WHAT NEEDS TO BE DONE
In the passage on Humanae Vitae, whose language did Paul Weyrich adopt when denouncing Catholics he called "disloyal"?

Humanae Vitae, however, also revitalized organization among deeply conservative Catholics like Paul Weyrich, then a moderately well-known Republican Senate staffer who would soon become the visionary behind the establishment of the Heritage Foundation. Weyrich seized upon the encyclical to rally Catholics who, like him, were put off by a number of Vatican II reforms, by the prominence of clerical voices in the civil rights movement, and by the occasional Catholic voice in opposition to the U.S. war in Vietnam. Adopting the language of Senator Joseph McCarthy, his fellow Wisconsin Republican and Catholic, Weyrich engaged in a torrent of denunciation of Catholics who were “disloyal” to the pope and Humanae Vitae. He also supported Washington, D.C.’s Cardinal Patrick O’Boyle in a showdown with theologians at the Catholic University of America who refused to present Church doctrine on birth control as infallible. When it comes to birth control, most Catholics, measured by word or by deed, supported the rights of dissent. But clerical and lay traditionalists mounted the more determined efforts, and today we live with, and regard as natural, the many results of their efforts.

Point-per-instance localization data
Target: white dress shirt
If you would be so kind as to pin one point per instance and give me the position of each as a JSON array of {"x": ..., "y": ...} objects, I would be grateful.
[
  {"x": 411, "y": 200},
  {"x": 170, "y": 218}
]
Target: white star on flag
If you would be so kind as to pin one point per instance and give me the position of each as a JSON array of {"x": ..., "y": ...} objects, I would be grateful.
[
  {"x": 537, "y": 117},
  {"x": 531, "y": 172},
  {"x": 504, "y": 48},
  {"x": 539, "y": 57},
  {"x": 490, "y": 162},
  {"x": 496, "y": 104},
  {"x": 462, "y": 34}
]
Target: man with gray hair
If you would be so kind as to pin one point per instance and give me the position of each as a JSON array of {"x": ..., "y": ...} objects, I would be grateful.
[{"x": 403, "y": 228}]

SOLUTION
Senator Joseph McCarthy's.